TASK TO COMPLETE: List every line in the records below that contains the string "hair". The match is case-sensitive.

── GIVEN RECORDS ──

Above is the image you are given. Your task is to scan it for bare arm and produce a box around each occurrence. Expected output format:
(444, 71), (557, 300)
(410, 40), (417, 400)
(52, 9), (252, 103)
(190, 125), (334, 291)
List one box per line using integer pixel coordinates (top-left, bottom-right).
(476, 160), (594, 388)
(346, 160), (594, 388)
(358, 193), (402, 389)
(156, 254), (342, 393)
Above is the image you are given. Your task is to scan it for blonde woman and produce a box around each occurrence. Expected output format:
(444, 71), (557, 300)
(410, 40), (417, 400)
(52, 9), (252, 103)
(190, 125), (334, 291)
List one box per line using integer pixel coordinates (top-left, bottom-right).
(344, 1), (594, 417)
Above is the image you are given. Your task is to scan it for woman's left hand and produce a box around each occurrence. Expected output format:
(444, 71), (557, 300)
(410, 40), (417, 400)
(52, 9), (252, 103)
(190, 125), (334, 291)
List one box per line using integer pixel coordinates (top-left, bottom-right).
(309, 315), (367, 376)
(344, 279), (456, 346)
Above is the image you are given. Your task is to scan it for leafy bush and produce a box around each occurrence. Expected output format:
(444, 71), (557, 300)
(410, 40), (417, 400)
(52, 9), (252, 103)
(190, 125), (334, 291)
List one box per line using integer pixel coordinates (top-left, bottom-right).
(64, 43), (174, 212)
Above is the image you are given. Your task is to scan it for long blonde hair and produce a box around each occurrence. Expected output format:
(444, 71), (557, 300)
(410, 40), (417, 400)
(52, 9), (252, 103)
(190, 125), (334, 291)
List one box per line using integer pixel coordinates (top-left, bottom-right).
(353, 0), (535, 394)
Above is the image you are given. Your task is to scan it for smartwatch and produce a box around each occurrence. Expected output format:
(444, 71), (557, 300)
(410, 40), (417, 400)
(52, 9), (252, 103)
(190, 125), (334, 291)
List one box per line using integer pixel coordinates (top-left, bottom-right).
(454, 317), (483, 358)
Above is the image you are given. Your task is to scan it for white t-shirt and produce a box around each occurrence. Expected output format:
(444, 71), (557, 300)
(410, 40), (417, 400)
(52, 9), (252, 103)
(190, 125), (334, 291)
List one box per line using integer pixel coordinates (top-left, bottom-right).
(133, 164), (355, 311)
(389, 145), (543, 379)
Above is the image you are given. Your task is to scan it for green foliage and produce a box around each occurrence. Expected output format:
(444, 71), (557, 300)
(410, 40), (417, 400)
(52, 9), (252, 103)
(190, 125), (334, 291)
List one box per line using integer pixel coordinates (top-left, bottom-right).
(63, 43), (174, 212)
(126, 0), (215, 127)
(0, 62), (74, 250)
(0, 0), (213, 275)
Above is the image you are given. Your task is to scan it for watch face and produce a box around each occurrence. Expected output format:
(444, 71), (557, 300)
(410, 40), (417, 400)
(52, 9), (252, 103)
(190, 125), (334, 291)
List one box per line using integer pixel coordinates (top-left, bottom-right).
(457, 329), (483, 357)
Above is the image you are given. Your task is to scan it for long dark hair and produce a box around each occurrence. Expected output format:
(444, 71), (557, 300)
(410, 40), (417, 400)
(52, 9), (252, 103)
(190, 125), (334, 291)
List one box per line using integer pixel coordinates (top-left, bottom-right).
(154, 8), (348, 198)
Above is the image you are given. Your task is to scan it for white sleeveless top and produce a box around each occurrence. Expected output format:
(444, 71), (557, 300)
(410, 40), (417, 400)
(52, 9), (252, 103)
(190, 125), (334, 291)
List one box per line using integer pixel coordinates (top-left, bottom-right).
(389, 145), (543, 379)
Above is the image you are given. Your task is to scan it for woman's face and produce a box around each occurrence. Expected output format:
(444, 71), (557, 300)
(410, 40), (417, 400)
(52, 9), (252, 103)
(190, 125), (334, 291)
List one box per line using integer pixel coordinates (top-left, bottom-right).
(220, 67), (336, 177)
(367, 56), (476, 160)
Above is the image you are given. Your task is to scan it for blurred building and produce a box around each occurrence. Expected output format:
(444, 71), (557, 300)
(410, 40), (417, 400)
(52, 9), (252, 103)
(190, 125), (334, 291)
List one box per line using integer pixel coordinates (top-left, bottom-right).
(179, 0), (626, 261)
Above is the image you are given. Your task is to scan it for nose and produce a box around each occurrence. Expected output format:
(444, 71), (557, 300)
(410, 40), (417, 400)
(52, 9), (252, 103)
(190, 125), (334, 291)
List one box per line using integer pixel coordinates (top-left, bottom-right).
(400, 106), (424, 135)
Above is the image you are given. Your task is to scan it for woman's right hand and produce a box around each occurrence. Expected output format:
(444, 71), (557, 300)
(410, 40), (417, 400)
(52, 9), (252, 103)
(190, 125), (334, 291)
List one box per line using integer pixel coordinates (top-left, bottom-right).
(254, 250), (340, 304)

───

REPLY:
Above is the image you are given. Your task is to scan it for long blonde hair and produce a box around each occurrence. Expected output format:
Above is the image you are given. Your task is to scan it for long dark hair and produce a box around each occurrence. Expected output format:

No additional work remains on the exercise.